> [TASK BRIEF] Reproduce the listing word for word, leaving every picture behind.

> [SUPPLIED MATERIAL]
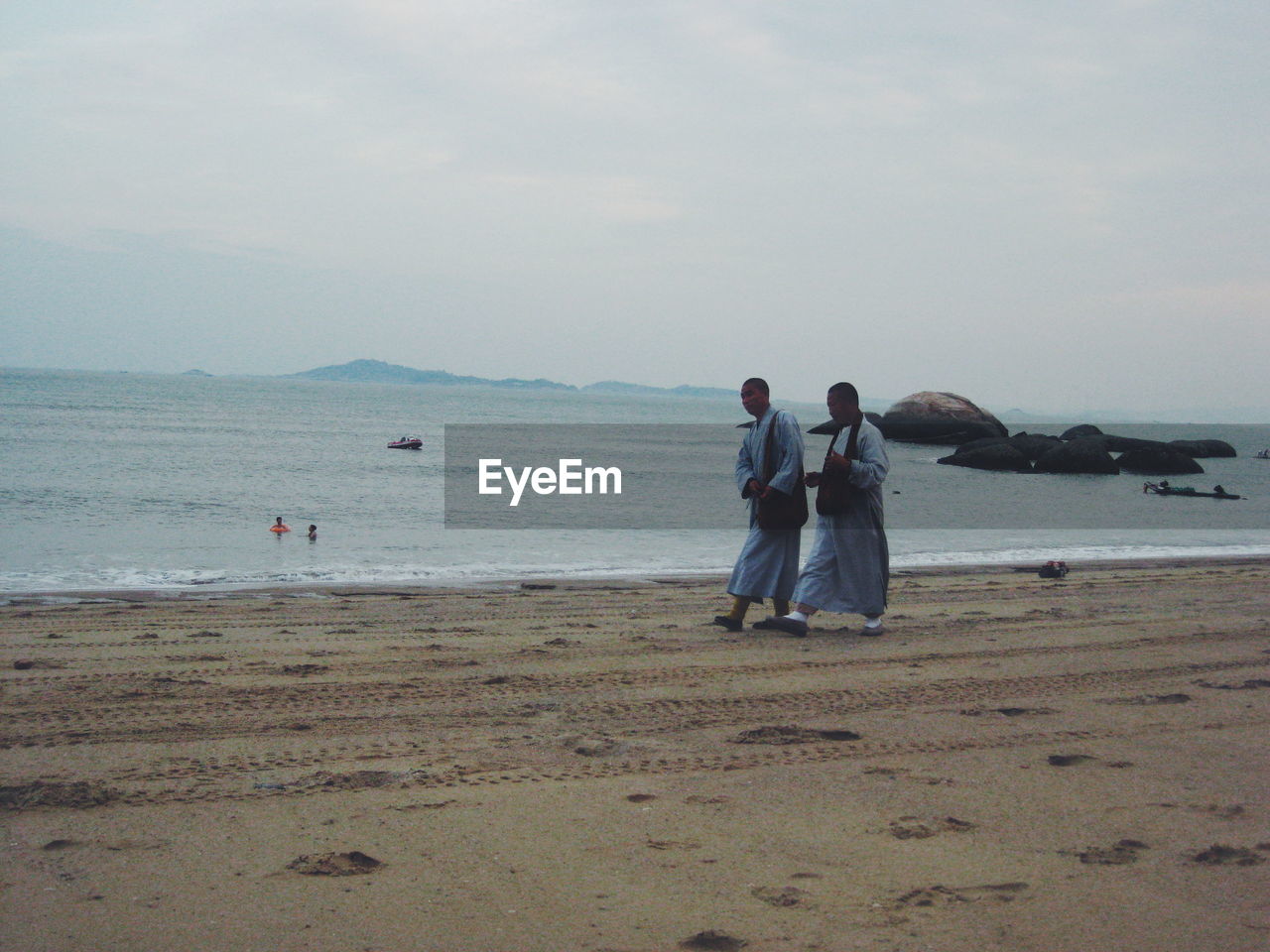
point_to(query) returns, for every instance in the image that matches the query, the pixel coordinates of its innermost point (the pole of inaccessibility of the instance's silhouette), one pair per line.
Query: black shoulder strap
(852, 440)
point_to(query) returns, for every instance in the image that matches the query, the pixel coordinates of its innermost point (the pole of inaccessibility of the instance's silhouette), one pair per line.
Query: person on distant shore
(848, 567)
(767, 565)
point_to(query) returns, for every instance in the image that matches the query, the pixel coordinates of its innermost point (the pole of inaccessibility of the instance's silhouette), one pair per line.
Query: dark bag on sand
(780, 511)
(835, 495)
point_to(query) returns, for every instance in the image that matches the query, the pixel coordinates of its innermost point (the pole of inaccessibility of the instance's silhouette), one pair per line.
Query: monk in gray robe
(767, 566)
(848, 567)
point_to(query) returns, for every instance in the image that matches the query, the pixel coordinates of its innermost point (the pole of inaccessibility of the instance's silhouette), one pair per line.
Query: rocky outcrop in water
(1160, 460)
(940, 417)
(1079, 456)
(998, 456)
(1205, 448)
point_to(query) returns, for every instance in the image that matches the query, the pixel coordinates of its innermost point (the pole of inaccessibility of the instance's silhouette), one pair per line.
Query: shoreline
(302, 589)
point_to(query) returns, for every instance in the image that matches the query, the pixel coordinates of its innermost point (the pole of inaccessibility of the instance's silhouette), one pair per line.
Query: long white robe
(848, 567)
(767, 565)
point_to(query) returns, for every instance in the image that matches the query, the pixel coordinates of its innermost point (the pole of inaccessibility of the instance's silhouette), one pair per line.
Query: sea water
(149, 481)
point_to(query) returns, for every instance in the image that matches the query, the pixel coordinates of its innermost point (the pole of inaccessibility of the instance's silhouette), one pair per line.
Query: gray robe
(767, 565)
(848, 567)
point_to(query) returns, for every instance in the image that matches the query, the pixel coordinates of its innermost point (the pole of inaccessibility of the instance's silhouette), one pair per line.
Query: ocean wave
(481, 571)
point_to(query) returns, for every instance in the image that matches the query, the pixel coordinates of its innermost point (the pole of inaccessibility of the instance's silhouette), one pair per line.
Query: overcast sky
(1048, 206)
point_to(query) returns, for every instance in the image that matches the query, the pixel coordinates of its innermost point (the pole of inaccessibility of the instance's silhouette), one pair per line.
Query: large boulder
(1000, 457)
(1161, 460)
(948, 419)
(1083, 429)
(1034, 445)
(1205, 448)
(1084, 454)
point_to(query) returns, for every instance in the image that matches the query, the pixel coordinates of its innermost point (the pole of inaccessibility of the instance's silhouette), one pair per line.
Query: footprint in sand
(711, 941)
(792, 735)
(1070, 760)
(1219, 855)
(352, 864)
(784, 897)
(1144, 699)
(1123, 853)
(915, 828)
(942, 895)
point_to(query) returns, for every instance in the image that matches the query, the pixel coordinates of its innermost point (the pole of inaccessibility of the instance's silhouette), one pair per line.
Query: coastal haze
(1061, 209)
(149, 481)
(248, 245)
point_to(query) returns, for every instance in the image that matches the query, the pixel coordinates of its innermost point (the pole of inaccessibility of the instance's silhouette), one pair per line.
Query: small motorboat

> [THE SOLUTION]
point_to(query) returns, for every instance in the image that matches the query, the pixel coordinates of its innermost point (the pole of inaccessibility of the instance's silhouette), one pair per line.
Query: black shoulder strap
(852, 440)
point_to(query) returns, for every instance in the image that matches the query, the pixel coordinates of its innermost point (the pole of inaccessibility of the instance's silhouette), one pair per line.
Query: person on distant shore
(848, 567)
(767, 565)
point_to(query) returns, for every instance in the image that matches the query, the pixel coordinates of its innermost point (the pole of inaccessibility of the instance's silhouette), one pair per line.
Query: dark bag on sand
(780, 511)
(835, 495)
point_to(query) returns, for every instance in the image that matches the query, the pixel coordinates of its innermost point (the pole of inaccessibility of the instance's silhouette), one pair per line.
Query: monk in gray robe
(767, 566)
(848, 567)
point_to(query) returns, for every instance in the image that matches the query, the pixel coordinates of its innermost point (the pole of inaccessibility of the instance's silhouette), one pair per line.
Query: rocky outcrop in water
(1160, 460)
(940, 417)
(1079, 456)
(998, 456)
(1205, 448)
point_to(query) returns, for every instance in the image that matches the query, the pixel coordinates of its innermost point (the pole of inaccessibility of the instance's silhouette), one pair per line.
Query: shoreline
(302, 589)
point_to(query) returns, for every instance in the image that matches the query, the pixel coordinates of its innermost point (the pole of inaccessibility of the instance's silhouette), one pair per line.
Query: long white robe
(848, 567)
(767, 565)
point_to(query) returns, for every instance in the image that matches the query, the pixel coordinates of its innermost point (the pole of inaccessibility of the instance's silhouette), one pair per line.
Query: sea water
(149, 481)
point_to(query) returns, for every instance in the image that matches the query, the pixel coordinates of its innermost point (the pole of inaccessibility of the instance's silhouette), one pair per line.
Query: gray robe
(767, 565)
(848, 567)
point_to(query) returns, for every instance in the image that matches the query, the pixel coordinates of its innermost point (the pole of inaccessibility of the instance's silhouette), one pair per line.
Query: ocean wave
(481, 571)
point_to(query) returns, for every instance in the image that matches the query, the pixel coordinates of its innermost point (the pole of inaccessibility of the instance's silhouette), one pair per line.
Query: overcast sky
(1048, 206)
point_to(query) returns, for every instance in the image that matches the query, the pixel coordinates of its innermost point (the pole of inaccessibility of the instance's silhouette), one pair per line.
Query: large boulder
(1000, 457)
(1161, 460)
(948, 419)
(1083, 429)
(1034, 445)
(1205, 448)
(1084, 454)
point_to(query) returns, for every instance in the image that matches the query, the pixel coordinates of its innermost point (the pole of inaccessibility of the instance's silhouette), one pair per line.
Query: footprint in sand
(711, 941)
(792, 735)
(1070, 760)
(1219, 855)
(352, 864)
(784, 897)
(1144, 699)
(1123, 853)
(915, 828)
(942, 895)
point_to(query) returns, for every instance in the image that matches the query, the pixel coordinates of its innermost point (the pole of inaccessibility of the instance's silhouette), one pair per line.
Query: coastal haze
(1061, 209)
(149, 481)
(248, 245)
point_to(query) returns, for every instance in the image that matches the query, the pixel coordinates of its innermost point (the pole of inaccessibility of the instance's silhouette), one pair per line.
Query: small motorboat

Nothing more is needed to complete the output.